» PASSAGE
'''

Did anyone discourage you along the way?

That's a funny question. No, I don't think so. Well, my dad, who was not a musician nor particularly musical, felt concerned for my financial future when I was a child, and wanted me to pursue a field that was less specialized and more "profitable". But, after he came to hear me play in Europe when I was 21, he stopped moaning about that.

But really, I've only ever received encouragement, at every stage of my career and life. But I suppose I prefer to focus on what people say that is a compliment and selectively forget the negative!

What accomplishment are you most proud of?

Yikes, don't' think I could pick just one.

Please tell us your process for editing, including any apps or software/hardware you use regularly.

I use Sibelius for creating scores. I always begin by getting whatever sources are available, such as autograph and first editions if possible, and every and any modern edition in print. I begin fresh by inputting the music into Sibelius so that I can create my own edition by comparing the available sources, as well as draw upon my own teaching and/or performing experience with the music. 

20th and 21st century composers are more exact, detailed, and consistent in their use of expression and articulation markings, and wrong notes or misprints are somewhat rare. 

Keith Porter-Snell

What part of editing do you dislike the most?

'''

» THE TASKS
- 1) Answer these from the interview:
(a) How old was the speaker when their father came to hear them play in Europe?
(b) What software does the speaker use to create scores?
(c) Composers from which centuries are described as more exact in their markings?
- 2) Say whether each statement agrees with the interview, and quote the words that settle it.
(a) The speaker's father was a musician.
(b) The speaker enters the music into Sibelius to build their own edition.
(c) Wrong notes are common in music by 20th and 21st century composers.
The data that comes next has no connection to the interview.

» DATA PROVIDED
'''

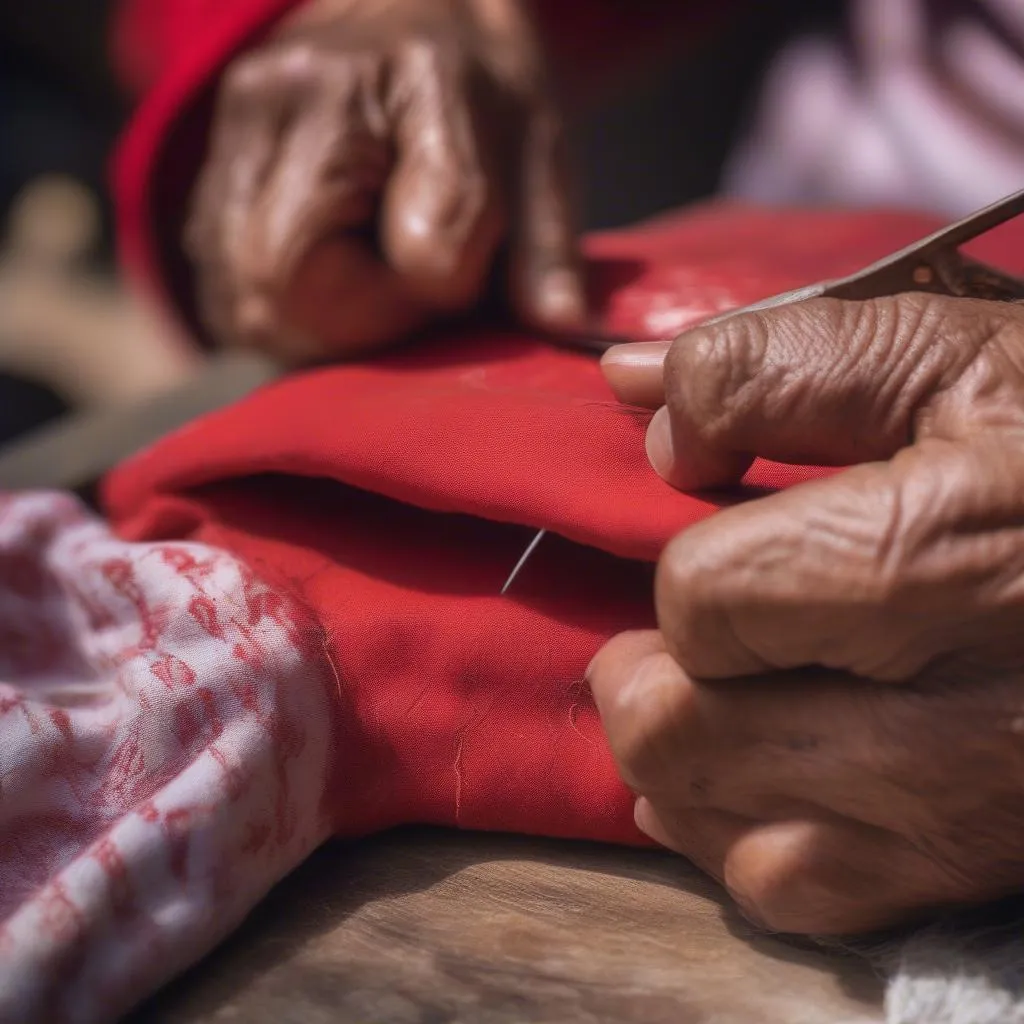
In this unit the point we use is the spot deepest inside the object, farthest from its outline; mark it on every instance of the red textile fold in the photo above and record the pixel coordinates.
(391, 499)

'''

» PROBLEM SOLUTIONS
- 1)
(a) 21
(b) Sibelius
(c) The 20th and 21st centuries

- 2)
(a) No: "my dad, who was not a musician nor particularly musical"
(b) Yes: "I begin fresh by inputting the music into Sibelius so that I can create my own edition"
(c) No: "wrong notes or misprints are somewhat rare"